In all honesty, I don’t think I’ll ever avoid feeling the tinsy-bit out of my goddamn mind during this time of year, so I decided to surrender to the season with love. With compassion for my body and my mental health. Submit to the stress with an open heart to my friends and family. Letting it fall like snow.
I cannot contribute to the over-saturation of food blogs with recipes for cookies, cakes, and mulled wine. There’s simply too much holiday lavishness floating around for me to keep my head on straight. No shade, but that’s not what I need right now. What I need right now is balance—balance of the body and spirit. I need to counteract the sickly feeling of sugar. Need to stop myself from lashing out at people who don’t deserve it. I need fresh vegetables and something spicy that resembles absolutely non of the Franco-Spanish cooking that will adorn the dining table.
SO here’s what I have to offer to you, my fellow stressed out little elves.
Start with pickles.
This is the most important food item in my fridge right now. If you don’t like pickles, we simply won’t be close friends. And any kind of pickle will do! Maybe you over-harvested at the farmers market and now have vegetables you don’t know how to get through. There’s another option for you besides saving them for stock. When the days pass and you wonder “holy shit when was the last time I ate a vegetable”— believe in the power of pickles! The sharp vinegar will kill an overstimulated sweet tooth. They also make for great gifts. Pickles are cheap, easy to make from scratch, and last a long time. They cut through richness in a way that will compliment whatever food you have for Christmas dinner. They are beauty, they are grace.

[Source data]
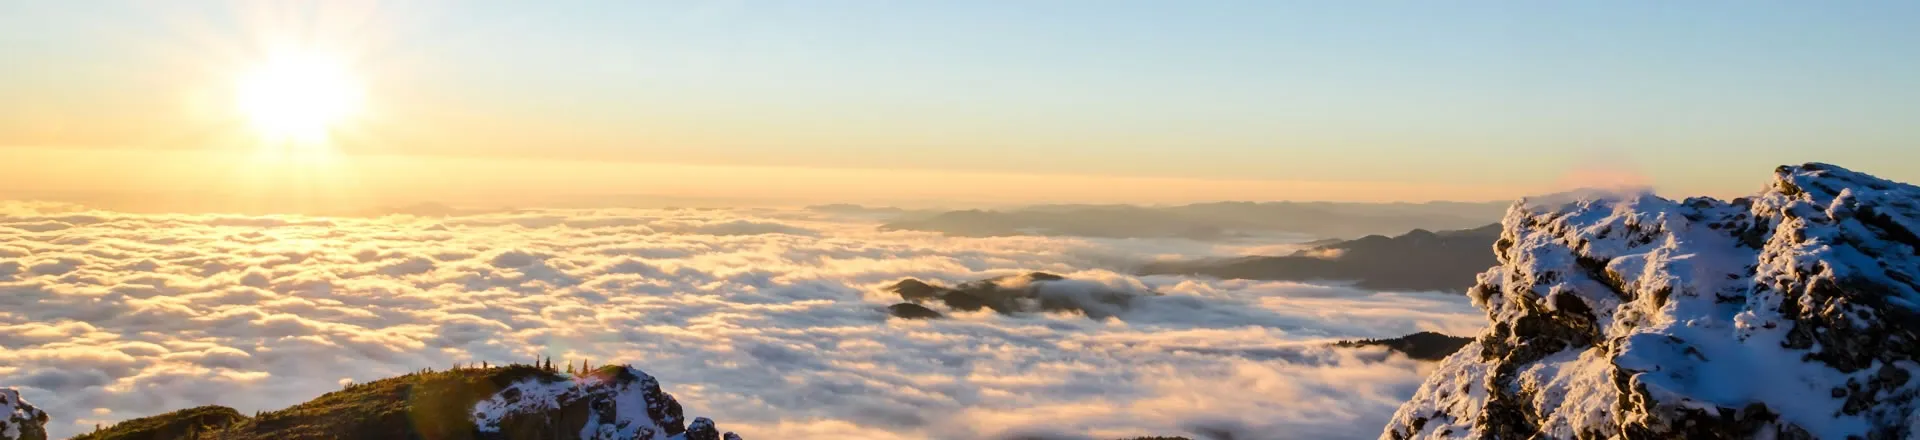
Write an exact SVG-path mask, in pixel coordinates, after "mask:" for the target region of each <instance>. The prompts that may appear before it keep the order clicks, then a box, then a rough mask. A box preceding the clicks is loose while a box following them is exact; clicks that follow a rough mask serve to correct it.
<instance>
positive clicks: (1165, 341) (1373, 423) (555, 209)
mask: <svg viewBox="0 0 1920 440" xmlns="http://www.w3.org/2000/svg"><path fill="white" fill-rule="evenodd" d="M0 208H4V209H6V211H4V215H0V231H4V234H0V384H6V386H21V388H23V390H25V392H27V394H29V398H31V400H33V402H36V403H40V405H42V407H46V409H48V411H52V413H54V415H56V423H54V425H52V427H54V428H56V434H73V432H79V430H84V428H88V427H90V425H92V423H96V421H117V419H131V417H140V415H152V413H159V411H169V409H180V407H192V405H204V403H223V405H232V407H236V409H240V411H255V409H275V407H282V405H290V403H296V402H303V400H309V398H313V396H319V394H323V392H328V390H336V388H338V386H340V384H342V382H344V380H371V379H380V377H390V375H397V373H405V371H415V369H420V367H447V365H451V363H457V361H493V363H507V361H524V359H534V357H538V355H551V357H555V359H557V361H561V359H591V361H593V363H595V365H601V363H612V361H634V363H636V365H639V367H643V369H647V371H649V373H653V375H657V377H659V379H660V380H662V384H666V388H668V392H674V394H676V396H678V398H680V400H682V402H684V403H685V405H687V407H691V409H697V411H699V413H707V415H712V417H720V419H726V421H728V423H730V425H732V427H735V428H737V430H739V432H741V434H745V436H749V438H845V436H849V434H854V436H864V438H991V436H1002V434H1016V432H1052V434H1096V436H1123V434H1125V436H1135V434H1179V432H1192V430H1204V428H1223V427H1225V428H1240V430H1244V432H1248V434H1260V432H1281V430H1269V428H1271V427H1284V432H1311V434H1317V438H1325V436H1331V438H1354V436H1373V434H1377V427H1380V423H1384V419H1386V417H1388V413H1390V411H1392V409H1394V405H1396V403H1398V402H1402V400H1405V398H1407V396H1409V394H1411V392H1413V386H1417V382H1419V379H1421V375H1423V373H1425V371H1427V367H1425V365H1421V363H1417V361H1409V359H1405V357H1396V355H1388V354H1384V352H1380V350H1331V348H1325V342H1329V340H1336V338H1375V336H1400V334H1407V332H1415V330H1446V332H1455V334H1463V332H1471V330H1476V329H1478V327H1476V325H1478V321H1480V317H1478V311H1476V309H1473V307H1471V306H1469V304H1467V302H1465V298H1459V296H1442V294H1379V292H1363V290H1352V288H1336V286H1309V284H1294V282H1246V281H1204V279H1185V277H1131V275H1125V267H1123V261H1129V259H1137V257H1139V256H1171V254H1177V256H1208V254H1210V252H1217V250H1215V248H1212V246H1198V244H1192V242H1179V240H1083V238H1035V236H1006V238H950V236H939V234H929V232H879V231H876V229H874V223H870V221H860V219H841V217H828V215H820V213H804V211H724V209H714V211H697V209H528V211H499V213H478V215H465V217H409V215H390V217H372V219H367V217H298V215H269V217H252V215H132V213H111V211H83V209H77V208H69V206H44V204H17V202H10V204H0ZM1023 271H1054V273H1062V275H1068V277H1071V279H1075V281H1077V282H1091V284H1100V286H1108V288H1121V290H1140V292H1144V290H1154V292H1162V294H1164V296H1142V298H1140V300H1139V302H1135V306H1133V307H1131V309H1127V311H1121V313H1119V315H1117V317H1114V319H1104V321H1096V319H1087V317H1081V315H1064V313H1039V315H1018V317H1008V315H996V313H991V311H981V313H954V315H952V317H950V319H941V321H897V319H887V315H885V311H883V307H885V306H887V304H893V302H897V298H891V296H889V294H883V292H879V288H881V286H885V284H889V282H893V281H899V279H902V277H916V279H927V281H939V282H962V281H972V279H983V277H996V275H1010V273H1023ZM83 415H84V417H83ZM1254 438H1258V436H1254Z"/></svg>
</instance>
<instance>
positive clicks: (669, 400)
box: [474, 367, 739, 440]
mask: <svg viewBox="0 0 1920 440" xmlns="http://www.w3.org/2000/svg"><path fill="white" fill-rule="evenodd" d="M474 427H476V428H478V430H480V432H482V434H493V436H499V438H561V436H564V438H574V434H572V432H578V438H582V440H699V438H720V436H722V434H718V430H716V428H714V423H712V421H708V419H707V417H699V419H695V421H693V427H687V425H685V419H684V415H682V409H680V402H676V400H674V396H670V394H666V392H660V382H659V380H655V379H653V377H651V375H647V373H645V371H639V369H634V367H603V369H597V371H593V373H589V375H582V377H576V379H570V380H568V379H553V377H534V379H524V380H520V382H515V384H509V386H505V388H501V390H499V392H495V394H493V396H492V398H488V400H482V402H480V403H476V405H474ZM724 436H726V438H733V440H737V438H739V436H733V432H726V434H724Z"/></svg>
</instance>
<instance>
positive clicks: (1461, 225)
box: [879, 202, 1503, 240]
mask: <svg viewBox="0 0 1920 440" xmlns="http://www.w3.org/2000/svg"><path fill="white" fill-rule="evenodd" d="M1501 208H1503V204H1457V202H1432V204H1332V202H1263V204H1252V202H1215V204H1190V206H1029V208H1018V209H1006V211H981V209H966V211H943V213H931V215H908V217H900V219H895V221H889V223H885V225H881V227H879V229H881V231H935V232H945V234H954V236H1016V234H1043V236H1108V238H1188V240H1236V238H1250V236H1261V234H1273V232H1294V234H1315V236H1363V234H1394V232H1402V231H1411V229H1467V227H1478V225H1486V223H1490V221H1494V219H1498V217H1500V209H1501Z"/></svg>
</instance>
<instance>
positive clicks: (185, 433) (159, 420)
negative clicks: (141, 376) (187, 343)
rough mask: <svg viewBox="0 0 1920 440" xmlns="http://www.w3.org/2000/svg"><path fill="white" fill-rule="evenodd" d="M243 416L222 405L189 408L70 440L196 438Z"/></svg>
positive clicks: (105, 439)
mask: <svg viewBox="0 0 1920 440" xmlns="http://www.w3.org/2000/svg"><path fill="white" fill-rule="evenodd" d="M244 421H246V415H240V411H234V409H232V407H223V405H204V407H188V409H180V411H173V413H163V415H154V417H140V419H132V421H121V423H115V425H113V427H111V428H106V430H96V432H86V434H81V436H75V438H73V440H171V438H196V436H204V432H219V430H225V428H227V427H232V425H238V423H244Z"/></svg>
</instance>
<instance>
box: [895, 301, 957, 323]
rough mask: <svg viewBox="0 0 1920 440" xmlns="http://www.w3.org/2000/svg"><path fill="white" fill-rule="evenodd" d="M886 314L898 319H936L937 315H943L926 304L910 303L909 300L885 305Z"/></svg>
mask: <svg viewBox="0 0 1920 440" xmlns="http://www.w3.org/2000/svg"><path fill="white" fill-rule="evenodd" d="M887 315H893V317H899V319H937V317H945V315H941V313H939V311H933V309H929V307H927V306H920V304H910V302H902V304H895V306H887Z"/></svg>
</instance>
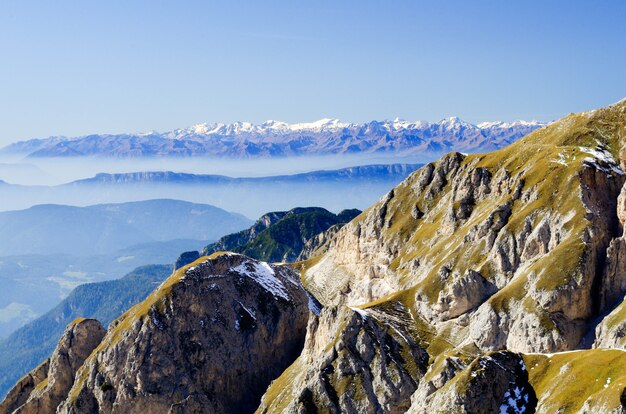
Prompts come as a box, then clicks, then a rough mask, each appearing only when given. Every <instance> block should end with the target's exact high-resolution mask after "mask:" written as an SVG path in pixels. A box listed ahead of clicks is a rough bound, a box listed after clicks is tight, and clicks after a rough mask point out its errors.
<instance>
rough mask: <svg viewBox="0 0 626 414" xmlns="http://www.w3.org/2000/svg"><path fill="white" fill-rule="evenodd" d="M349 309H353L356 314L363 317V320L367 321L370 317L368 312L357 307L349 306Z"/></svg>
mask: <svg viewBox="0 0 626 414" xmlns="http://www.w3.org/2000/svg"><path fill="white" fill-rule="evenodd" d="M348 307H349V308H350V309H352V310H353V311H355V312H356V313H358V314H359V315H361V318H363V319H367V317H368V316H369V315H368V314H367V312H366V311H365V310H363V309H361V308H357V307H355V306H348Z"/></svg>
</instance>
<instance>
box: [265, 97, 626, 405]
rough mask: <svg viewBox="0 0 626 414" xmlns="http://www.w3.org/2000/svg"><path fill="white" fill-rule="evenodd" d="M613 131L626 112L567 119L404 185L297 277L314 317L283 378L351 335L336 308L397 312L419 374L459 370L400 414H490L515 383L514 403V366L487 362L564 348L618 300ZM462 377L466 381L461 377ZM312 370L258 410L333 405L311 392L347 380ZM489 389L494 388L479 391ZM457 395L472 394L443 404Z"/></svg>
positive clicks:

■ **INSTRUCTIONS**:
**1)** Reproduce the portion of the holiday blog passage starting at "In all honesty, I" and ending at "fall like snow.".
**2)** Answer these questions from the holiday blog passage:
(a) What did the writer decide to surrender to, and how?
(b) What feeling does the writer say needs to be counteracted?
(c) What will the sharp vinegar kill?

■ **EXERCISE RESULTS**:
**1)**
In all honesty, I don’t think I’ll ever avoid feeling the tinsy-bit out of my goddamn mind during this time of year, so I decided to surrender to the season with love. With compassion for my body and my mental health. Submit to the stress with an open heart to my friends and family. Letting it fall like snow.

**2)**
(a) The season, with love.
(b) The sickly feeling of sugar.
(c) An overstimulated sweet tooth.